Task brief:
Reproduce the line that holds "Task: localize tree" together with all the lines after it up to the end of the entries.

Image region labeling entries
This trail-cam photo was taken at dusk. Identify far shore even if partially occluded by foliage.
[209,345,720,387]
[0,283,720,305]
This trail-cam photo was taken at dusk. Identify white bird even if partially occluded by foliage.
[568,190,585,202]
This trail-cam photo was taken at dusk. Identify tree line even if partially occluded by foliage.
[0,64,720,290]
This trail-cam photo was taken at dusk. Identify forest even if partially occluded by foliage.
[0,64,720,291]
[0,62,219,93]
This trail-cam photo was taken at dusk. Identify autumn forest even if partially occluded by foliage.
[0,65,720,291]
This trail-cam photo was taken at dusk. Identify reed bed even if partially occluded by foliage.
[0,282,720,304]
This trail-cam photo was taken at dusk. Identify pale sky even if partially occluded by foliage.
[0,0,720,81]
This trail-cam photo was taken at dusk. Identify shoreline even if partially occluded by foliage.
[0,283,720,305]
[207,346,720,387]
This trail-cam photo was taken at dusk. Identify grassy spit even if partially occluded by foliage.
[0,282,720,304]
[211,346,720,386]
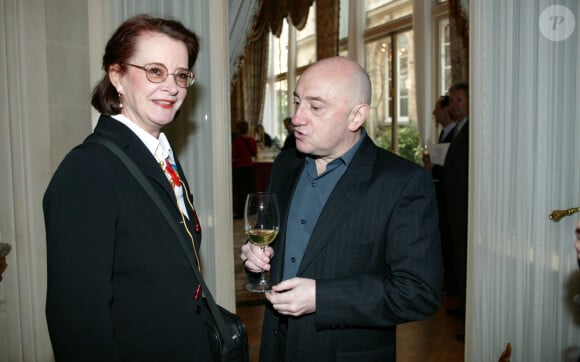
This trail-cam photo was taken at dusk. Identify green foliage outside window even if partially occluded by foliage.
[374,122,423,165]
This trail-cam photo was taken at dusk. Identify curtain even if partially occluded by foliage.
[228,0,260,79]
[230,31,270,129]
[413,0,436,145]
[449,0,469,83]
[259,0,314,37]
[316,0,340,60]
[466,0,580,362]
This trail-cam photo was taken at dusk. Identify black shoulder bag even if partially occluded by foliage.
[87,136,249,362]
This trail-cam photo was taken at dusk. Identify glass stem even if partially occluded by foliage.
[260,245,267,285]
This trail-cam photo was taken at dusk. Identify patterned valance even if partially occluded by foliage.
[257,0,314,37]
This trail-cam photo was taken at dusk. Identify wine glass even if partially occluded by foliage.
[244,192,280,292]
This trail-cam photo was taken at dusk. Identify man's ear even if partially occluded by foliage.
[348,103,370,132]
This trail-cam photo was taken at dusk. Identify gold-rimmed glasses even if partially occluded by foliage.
[121,63,195,88]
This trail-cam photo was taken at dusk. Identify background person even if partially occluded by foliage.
[441,83,469,330]
[232,121,258,219]
[241,57,442,362]
[43,15,211,361]
[254,124,272,147]
[423,95,457,295]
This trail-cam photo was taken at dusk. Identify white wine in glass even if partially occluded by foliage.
[244,192,280,292]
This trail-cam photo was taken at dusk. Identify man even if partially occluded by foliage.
[423,95,457,295]
[241,57,442,362]
[441,83,469,322]
[282,117,296,150]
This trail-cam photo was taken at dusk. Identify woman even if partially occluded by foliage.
[43,15,211,361]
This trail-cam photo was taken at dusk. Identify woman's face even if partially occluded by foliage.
[109,33,188,138]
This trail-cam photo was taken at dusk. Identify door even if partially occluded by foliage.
[466,0,580,362]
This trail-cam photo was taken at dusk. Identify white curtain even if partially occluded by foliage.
[228,0,259,79]
[466,0,580,362]
[413,0,437,145]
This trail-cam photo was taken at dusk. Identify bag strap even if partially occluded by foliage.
[86,135,238,345]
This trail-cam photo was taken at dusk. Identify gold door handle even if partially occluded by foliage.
[550,207,580,221]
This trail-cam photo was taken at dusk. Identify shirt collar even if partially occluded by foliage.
[306,128,367,166]
[111,114,175,163]
[457,117,467,132]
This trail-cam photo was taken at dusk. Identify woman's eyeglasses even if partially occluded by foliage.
[121,63,195,88]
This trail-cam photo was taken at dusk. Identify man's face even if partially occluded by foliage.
[292,67,358,158]
[449,89,469,122]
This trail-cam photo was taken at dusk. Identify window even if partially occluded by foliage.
[264,0,451,162]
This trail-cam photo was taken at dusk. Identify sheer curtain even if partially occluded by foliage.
[466,0,580,361]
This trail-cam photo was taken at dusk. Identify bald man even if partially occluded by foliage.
[241,57,442,362]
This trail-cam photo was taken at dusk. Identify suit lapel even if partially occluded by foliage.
[95,116,200,267]
[297,136,376,276]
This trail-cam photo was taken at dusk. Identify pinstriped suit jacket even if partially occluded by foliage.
[260,136,442,362]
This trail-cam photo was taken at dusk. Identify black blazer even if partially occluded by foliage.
[260,136,442,362]
[43,116,210,361]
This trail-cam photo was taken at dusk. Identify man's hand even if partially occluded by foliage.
[240,242,274,273]
[266,278,316,317]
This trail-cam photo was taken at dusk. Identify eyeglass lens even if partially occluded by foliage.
[126,63,195,88]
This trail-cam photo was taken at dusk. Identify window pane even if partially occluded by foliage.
[296,4,316,67]
[365,0,413,29]
[437,18,451,94]
[270,21,288,75]
[365,31,420,163]
[365,37,392,149]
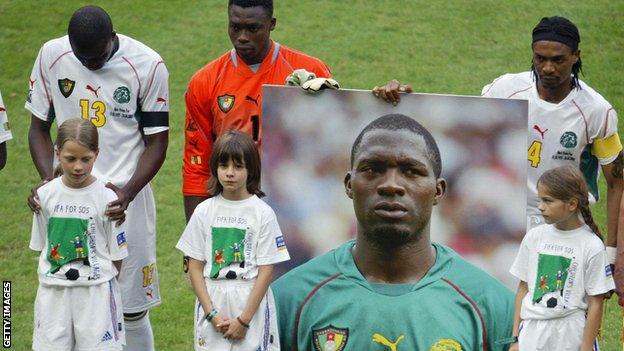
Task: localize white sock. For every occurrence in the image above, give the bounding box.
[123,313,154,351]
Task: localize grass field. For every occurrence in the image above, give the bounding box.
[0,0,624,350]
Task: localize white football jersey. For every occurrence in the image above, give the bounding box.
[0,94,13,143]
[481,72,622,227]
[25,34,169,186]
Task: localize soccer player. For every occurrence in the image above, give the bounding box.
[0,88,13,169]
[182,0,330,220]
[272,115,514,351]
[482,16,624,297]
[26,6,169,351]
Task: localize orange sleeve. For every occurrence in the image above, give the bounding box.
[182,80,213,196]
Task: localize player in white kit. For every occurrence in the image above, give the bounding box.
[482,17,624,286]
[0,89,13,169]
[25,6,169,351]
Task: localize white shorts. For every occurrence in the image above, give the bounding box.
[33,279,126,351]
[119,184,160,313]
[195,279,280,351]
[518,311,598,351]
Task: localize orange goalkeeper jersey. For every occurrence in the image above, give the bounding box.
[182,42,330,196]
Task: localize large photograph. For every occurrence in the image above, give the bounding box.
[262,86,527,289]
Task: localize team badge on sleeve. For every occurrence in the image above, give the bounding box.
[275,235,286,250]
[312,324,349,351]
[59,78,76,98]
[217,94,234,113]
[117,232,128,249]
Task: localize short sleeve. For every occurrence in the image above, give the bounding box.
[585,249,615,296]
[28,211,48,251]
[0,94,13,144]
[509,231,533,282]
[24,45,52,121]
[256,208,290,266]
[176,208,208,261]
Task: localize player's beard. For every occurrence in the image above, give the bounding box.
[364,224,424,250]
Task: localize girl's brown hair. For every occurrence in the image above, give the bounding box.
[537,165,602,240]
[208,130,264,197]
[54,118,99,177]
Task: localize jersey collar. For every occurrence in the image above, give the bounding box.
[334,240,452,291]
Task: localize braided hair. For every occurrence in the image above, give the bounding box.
[537,165,602,240]
[531,16,583,89]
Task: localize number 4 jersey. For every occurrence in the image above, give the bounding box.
[482,72,622,229]
[25,34,169,186]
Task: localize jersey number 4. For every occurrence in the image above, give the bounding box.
[80,99,106,128]
[527,140,542,168]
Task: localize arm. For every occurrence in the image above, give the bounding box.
[188,257,225,332]
[106,130,169,224]
[581,294,604,351]
[223,265,273,339]
[28,115,54,181]
[509,280,529,351]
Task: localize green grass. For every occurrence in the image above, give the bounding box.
[0,0,624,350]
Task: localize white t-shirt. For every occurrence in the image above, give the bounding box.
[30,177,128,286]
[176,195,290,280]
[481,72,622,226]
[509,224,615,319]
[25,34,169,186]
[0,94,13,144]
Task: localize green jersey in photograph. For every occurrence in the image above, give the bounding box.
[272,241,514,351]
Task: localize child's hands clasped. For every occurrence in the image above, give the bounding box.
[222,318,247,340]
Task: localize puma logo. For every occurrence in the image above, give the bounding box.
[533,124,548,140]
[373,333,405,351]
[87,84,101,98]
[245,95,260,106]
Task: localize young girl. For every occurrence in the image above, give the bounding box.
[30,119,128,350]
[176,131,290,351]
[510,166,615,351]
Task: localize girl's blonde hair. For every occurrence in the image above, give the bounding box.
[537,165,602,240]
[54,118,99,177]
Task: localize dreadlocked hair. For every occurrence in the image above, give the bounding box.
[537,165,603,240]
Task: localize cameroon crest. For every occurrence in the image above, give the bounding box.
[312,324,349,351]
[217,94,234,113]
[58,78,76,98]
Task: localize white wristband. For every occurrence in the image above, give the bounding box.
[607,246,617,264]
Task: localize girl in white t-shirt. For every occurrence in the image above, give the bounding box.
[30,119,128,350]
[176,131,290,351]
[510,166,615,351]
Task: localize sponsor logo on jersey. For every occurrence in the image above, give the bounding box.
[102,330,113,342]
[559,132,578,149]
[275,235,286,250]
[533,124,548,140]
[312,324,349,351]
[217,94,234,113]
[429,339,463,351]
[113,86,130,104]
[373,333,405,351]
[85,84,101,98]
[57,78,76,99]
[117,232,128,249]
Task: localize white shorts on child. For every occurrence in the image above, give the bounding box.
[33,279,126,351]
[518,311,598,351]
[195,279,280,351]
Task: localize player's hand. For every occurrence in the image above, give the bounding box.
[210,315,228,334]
[104,182,132,226]
[27,179,49,214]
[373,79,412,106]
[223,318,247,340]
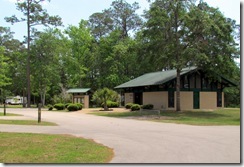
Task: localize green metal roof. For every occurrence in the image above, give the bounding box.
[67,88,91,93]
[115,67,197,89]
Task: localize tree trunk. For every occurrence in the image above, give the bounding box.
[26,0,31,108]
[176,68,181,112]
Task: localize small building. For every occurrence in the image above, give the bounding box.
[67,88,90,108]
[115,67,237,110]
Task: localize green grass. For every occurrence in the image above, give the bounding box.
[0,132,113,163]
[0,105,37,108]
[0,112,23,116]
[93,108,240,126]
[0,119,57,126]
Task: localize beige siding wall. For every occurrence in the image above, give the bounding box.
[125,93,134,104]
[125,91,224,110]
[199,92,217,109]
[143,92,168,109]
[73,95,89,108]
[84,95,89,108]
[179,92,193,110]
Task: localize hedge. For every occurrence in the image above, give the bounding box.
[67,104,78,111]
[53,103,65,110]
[141,104,154,110]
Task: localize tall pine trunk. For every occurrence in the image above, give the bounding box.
[176,68,181,112]
[26,0,31,108]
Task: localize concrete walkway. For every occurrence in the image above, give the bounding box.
[0,109,240,163]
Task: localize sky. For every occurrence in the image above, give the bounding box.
[0,0,240,41]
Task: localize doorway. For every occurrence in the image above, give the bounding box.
[193,91,200,109]
[134,92,142,105]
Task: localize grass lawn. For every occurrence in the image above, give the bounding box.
[0,112,22,116]
[0,132,113,163]
[0,118,57,126]
[92,108,240,126]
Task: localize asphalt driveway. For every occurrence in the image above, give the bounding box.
[0,109,240,163]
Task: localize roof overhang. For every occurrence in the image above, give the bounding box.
[67,88,91,93]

Response below:
Task: localize tree trunk. For every occurrence in the image above, give the bounding box.
[26,0,31,108]
[176,68,181,112]
Task: localize small building. For every occurrence in the image above, give the bounding box.
[67,88,90,108]
[115,67,237,110]
Task: localize green grass. For every occurrence in the image above, give the bounding box.
[0,132,113,163]
[0,105,37,108]
[0,112,23,116]
[93,108,240,126]
[0,119,57,126]
Task: localize beige siding wall. For every occurrence in the image above, give the bounding box.
[125,93,134,104]
[125,91,224,110]
[199,92,217,109]
[143,92,168,109]
[73,95,89,108]
[84,95,89,108]
[179,92,193,110]
Task: localize hedge. For every occurrence in the image above, give the bounding box.
[67,104,78,111]
[53,103,65,110]
[141,104,154,110]
Task: localize tall pine trunk. For every occurrence in the image above, give the bounding box.
[176,68,181,112]
[26,0,31,108]
Task: localize concrete walkway. For every occurrence in the image above, give the bounding box.
[0,109,240,163]
Task: localize sky. For every occurrence in the image above, give the bounding box.
[0,0,240,41]
Task: localize doorway. For every occurrence in the image above, give the bounding box.
[193,91,200,109]
[134,92,142,105]
Task: localize grass lawn. For every occurrence in the image above, give the bounding box.
[0,112,22,116]
[0,132,113,163]
[0,118,57,126]
[92,108,240,126]
Task: localize asphalt driveway. For every occurrence in the image above, give the bounding box.
[0,109,240,163]
Task: localize roof overhang. For every occurrence in the image above, give the bounding box.
[67,88,91,93]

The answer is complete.